- What to do:
Your answer should be the complete data, copied exactly.
:: Data to examine
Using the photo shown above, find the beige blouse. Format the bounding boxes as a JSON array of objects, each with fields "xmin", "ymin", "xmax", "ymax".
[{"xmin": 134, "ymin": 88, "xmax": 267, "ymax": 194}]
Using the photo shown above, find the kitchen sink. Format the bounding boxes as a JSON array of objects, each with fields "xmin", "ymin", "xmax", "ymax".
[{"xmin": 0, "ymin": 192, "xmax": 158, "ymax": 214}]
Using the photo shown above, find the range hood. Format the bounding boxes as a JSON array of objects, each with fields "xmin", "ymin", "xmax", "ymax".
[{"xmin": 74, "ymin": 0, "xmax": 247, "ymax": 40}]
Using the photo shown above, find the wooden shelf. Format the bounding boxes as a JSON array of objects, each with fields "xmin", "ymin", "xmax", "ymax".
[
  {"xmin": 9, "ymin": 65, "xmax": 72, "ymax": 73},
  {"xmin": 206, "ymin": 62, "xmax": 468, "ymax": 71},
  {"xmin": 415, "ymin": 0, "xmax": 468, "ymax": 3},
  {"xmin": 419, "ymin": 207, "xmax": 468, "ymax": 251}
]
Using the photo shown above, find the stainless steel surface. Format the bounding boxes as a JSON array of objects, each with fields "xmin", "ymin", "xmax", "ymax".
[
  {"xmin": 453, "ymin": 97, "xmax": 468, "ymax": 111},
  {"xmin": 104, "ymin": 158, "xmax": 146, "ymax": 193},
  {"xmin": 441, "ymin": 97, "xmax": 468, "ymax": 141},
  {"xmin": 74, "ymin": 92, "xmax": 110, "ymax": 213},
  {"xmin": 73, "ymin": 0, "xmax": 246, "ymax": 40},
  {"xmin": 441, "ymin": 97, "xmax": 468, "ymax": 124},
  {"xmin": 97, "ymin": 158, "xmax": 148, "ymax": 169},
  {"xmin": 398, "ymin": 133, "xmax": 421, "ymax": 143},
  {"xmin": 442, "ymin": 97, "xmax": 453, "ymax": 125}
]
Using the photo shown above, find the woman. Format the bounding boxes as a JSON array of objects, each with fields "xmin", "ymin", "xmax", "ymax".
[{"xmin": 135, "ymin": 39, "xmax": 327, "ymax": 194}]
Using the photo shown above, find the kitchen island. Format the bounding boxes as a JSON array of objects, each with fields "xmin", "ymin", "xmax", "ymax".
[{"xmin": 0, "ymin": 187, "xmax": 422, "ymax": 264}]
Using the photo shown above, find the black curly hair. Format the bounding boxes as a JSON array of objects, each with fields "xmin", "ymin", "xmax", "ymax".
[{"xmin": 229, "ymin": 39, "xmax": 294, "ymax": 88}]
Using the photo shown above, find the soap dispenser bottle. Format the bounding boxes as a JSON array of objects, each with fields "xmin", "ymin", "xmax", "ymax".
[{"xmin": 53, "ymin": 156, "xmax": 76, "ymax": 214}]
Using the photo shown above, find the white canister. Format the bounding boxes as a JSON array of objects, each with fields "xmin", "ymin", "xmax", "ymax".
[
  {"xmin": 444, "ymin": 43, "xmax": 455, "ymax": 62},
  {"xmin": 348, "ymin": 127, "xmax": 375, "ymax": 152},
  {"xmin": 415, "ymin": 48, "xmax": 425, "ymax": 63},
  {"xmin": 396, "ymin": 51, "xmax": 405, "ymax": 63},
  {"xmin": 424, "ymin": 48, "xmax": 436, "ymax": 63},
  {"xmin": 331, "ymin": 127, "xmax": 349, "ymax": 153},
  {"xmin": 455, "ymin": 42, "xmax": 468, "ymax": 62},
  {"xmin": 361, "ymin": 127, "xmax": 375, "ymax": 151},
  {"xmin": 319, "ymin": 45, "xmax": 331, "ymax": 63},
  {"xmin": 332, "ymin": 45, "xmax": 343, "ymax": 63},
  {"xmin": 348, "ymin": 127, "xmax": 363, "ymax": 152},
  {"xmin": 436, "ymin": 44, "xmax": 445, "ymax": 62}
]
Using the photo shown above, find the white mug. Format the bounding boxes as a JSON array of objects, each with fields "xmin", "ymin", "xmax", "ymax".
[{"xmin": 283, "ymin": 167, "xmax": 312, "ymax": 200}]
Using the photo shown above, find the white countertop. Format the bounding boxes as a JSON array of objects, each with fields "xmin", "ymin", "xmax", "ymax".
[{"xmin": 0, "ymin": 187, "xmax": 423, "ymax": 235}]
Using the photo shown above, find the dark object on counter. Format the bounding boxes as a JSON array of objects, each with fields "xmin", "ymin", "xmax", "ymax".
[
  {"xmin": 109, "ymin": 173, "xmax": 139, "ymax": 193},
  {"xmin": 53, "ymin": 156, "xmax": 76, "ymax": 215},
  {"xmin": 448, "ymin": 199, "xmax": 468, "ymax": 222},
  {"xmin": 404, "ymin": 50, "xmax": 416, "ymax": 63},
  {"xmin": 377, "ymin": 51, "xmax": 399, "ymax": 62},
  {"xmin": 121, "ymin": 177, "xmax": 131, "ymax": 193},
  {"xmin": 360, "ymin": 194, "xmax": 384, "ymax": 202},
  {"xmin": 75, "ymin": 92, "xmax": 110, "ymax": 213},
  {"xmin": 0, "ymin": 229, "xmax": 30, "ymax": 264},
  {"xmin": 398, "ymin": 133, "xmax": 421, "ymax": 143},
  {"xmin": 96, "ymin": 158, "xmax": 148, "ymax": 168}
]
::::
- Task answer:
Using the photo shown above, find the beige blouse. Format the bounding boxes as a JSON array of objects, each with fields "xmin", "ymin", "xmax", "ymax".
[{"xmin": 134, "ymin": 88, "xmax": 267, "ymax": 194}]
Using the photo shown above, find the kitchen sink. Format the bounding boxes as a JSON array of objects, each with fields "xmin", "ymin", "xmax", "ymax".
[{"xmin": 0, "ymin": 192, "xmax": 158, "ymax": 214}]
Using the photo shown above, find the range hood. Format the bounding boxes as a JSON array of objects, each with fields "xmin", "ymin", "xmax", "ymax".
[{"xmin": 74, "ymin": 0, "xmax": 247, "ymax": 40}]
Using the photo shown above, find the wooden shelf. Format the bounding boxes as a JSON array of objects, each with fields "xmin", "ymin", "xmax", "ymax".
[
  {"xmin": 9, "ymin": 65, "xmax": 72, "ymax": 73},
  {"xmin": 206, "ymin": 62, "xmax": 468, "ymax": 71},
  {"xmin": 415, "ymin": 0, "xmax": 468, "ymax": 3},
  {"xmin": 419, "ymin": 207, "xmax": 468, "ymax": 251}
]
Using the photo shown above, find the stainless steel surface. Format the bounding boxes as a JSON array of objects, each with fields "xmin", "ymin", "xmax", "ymax".
[
  {"xmin": 453, "ymin": 97, "xmax": 468, "ymax": 111},
  {"xmin": 104, "ymin": 158, "xmax": 146, "ymax": 193},
  {"xmin": 441, "ymin": 97, "xmax": 468, "ymax": 141},
  {"xmin": 74, "ymin": 92, "xmax": 110, "ymax": 213},
  {"xmin": 73, "ymin": 0, "xmax": 246, "ymax": 40},
  {"xmin": 441, "ymin": 97, "xmax": 468, "ymax": 124},
  {"xmin": 97, "ymin": 158, "xmax": 148, "ymax": 169},
  {"xmin": 398, "ymin": 133, "xmax": 421, "ymax": 143},
  {"xmin": 442, "ymin": 97, "xmax": 453, "ymax": 125}
]
Using the photo shown above, find the woman. Format the bounding boxes as a JSON array of objects, each with fields "xmin", "ymin", "xmax", "ymax".
[{"xmin": 135, "ymin": 39, "xmax": 327, "ymax": 194}]
Using the photo shown above, find the kitchen island. Format the bounding boxes as a JSON array of objects, each with fields "xmin", "ymin", "xmax", "ymax".
[{"xmin": 0, "ymin": 187, "xmax": 422, "ymax": 264}]
Using the photo shown above, find the black curly hair. Format the bounding boxes as a JSON array of objects, each with fields "xmin", "ymin", "xmax", "ymax".
[{"xmin": 229, "ymin": 39, "xmax": 294, "ymax": 88}]
Using the photo shown above, find the soap dispenser bottle. Format the bounding boxes as a JSON array of objects, each with fields "xmin", "ymin", "xmax", "ymax".
[{"xmin": 53, "ymin": 156, "xmax": 76, "ymax": 214}]
Using the photo shown above, find the white canister. Format the bounding boxes as a JSON array of objects, each with fields "xmin", "ymin", "xmax", "ymax".
[
  {"xmin": 444, "ymin": 43, "xmax": 455, "ymax": 62},
  {"xmin": 348, "ymin": 127, "xmax": 375, "ymax": 152},
  {"xmin": 415, "ymin": 48, "xmax": 425, "ymax": 63},
  {"xmin": 396, "ymin": 51, "xmax": 405, "ymax": 63},
  {"xmin": 424, "ymin": 48, "xmax": 436, "ymax": 63},
  {"xmin": 331, "ymin": 127, "xmax": 349, "ymax": 153},
  {"xmin": 455, "ymin": 42, "xmax": 468, "ymax": 62},
  {"xmin": 361, "ymin": 127, "xmax": 375, "ymax": 151},
  {"xmin": 319, "ymin": 45, "xmax": 331, "ymax": 63},
  {"xmin": 332, "ymin": 45, "xmax": 343, "ymax": 63},
  {"xmin": 348, "ymin": 127, "xmax": 363, "ymax": 152},
  {"xmin": 436, "ymin": 44, "xmax": 445, "ymax": 62}
]
Using the photo shown above, find the white mug. Format the bounding boxes as a JSON array of objects, each with fields "xmin", "ymin", "xmax", "ymax".
[{"xmin": 283, "ymin": 167, "xmax": 312, "ymax": 200}]
Using the photo shown above, find the white countertop. Format the bounding boxes as a JSON array of objects, each with fields "xmin", "ymin", "xmax", "ymax".
[{"xmin": 0, "ymin": 187, "xmax": 423, "ymax": 235}]
Using the photo shown above, find the dark object on counter. Format the bounding boxes as a JSON array of objects, each with fields "xmin", "ymin", "xmax", "ymax".
[
  {"xmin": 109, "ymin": 173, "xmax": 139, "ymax": 193},
  {"xmin": 53, "ymin": 156, "xmax": 76, "ymax": 215},
  {"xmin": 448, "ymin": 199, "xmax": 468, "ymax": 222},
  {"xmin": 404, "ymin": 50, "xmax": 416, "ymax": 63},
  {"xmin": 377, "ymin": 51, "xmax": 399, "ymax": 62},
  {"xmin": 121, "ymin": 177, "xmax": 131, "ymax": 193},
  {"xmin": 360, "ymin": 194, "xmax": 384, "ymax": 202},
  {"xmin": 75, "ymin": 92, "xmax": 110, "ymax": 213},
  {"xmin": 0, "ymin": 229, "xmax": 30, "ymax": 264},
  {"xmin": 398, "ymin": 133, "xmax": 421, "ymax": 143},
  {"xmin": 96, "ymin": 158, "xmax": 148, "ymax": 168}
]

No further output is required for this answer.